##### Text passage
Oh no, I'm so sorry to hear that poor Lucy is sick again  I'll be praying for her for sure.


----------



## allheart (Oct 3, 2008)

Oh Michelle, thank you so much. I didn't see your post before I posted mine. THANK YOU SO MUCH Michelle. The pain, heartache, the unknowing, is unbearable. We sadly have all been there. Prayer is so powerful and so much appreciated. THANK YOU!!!!!!!!!!!!!!!!!!!!!!!!!!!!!!


----------



## Maidto2Maltese (Oct 19, 2004)

I thought little Alex had this.. but I see Janine already posted. I do think I may have a file with some info and if I can find it will send it out to you. Meanwhile the prayers are going out. This is just so upsetting!


----------



## allheart (Oct 3, 2008)

Maidto2Maltese said:


> I think that Janine's Alex had this so I messaged her to come read and offer any info she has on this.
> Meanwhile, I'll be praying !!


Thankyou so very much. Allie does well when she is with Lucy-lu, Her and her hubby and there at least twice a day, and/or how often the hospital lets her in and stays right by her dear girls side. Once leaving, and leaving Lucy-lu behind is SO hard, as you can imagine. Barron misses Lucy-lu so much. 

I love you all and can't thank you enough for your kind hearts. The hospital is doing really well by Lucy-Lu and Allie. Allie is by her side, unitl told it's time to go home, and even then she stays as long she can.

If okay, I would prefer, just at this point, because it is such a delicate situation, to PM me with whatever info or experience you have about this disease. It will help others in the future to post publicly of course, but just for right now, I would appreciate it so much as a PM. I hope you understand.

If you could see Lucy lu just days ago. Beautiful, smiling, adorable.

thank you for your prayers. I know Allie and her hubby truly apprciate it.

their babies are their world.

THANK YOU.


----------



## Rocky's Mom (Apr 10, 2010)
##########
▶ **Activity list**
• A. Reproduce the forum thread on the sick dog word for word, covering the stretch from "If you could" through "(Apr 10, 2010)".
• B. List every distinct username that appears as a post header in the forum thread on the sick dog.
##### Provided information
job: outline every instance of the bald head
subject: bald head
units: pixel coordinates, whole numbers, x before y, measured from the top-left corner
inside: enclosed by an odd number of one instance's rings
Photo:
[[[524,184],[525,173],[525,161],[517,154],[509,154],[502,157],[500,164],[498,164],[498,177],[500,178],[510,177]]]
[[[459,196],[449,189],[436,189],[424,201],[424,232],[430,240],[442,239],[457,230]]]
##########
##### Provided information
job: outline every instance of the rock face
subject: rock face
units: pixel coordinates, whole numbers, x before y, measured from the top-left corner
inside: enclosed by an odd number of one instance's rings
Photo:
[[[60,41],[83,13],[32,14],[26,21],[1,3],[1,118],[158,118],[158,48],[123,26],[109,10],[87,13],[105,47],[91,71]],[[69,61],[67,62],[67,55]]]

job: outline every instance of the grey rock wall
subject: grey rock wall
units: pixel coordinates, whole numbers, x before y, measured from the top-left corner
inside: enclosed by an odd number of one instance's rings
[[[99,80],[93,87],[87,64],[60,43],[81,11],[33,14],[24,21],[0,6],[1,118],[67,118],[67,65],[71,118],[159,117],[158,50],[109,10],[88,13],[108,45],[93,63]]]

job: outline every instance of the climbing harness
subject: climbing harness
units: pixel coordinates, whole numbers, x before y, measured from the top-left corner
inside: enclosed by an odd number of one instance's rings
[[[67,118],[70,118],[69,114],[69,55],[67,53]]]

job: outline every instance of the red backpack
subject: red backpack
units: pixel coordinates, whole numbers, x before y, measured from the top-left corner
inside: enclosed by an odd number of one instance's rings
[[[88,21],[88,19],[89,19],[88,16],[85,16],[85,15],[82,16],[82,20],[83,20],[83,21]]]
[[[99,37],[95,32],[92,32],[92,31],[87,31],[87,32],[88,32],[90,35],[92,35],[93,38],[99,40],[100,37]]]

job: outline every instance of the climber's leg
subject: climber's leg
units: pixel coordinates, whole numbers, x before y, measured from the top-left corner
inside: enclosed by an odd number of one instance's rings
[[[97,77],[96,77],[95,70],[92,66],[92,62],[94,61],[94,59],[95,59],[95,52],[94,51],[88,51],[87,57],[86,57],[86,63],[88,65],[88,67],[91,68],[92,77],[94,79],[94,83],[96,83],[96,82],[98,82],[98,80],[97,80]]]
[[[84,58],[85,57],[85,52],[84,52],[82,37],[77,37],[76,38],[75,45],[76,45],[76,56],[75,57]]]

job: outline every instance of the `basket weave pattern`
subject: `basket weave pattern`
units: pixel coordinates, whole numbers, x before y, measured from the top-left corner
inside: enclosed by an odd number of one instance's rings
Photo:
##########
▶ **Responses per task**
• A.
If you could see Lucy lu just days ago. Beautiful, smiling, adorable.

thank you for your prayers. I know Allie and her hubby truly apprciate it.

their babies are their world.

THANK YOU.


----------



## Rocky's Mom (Apr 10, 2010)

• B.
allheart
Maidto2Maltese
Rocky's Mom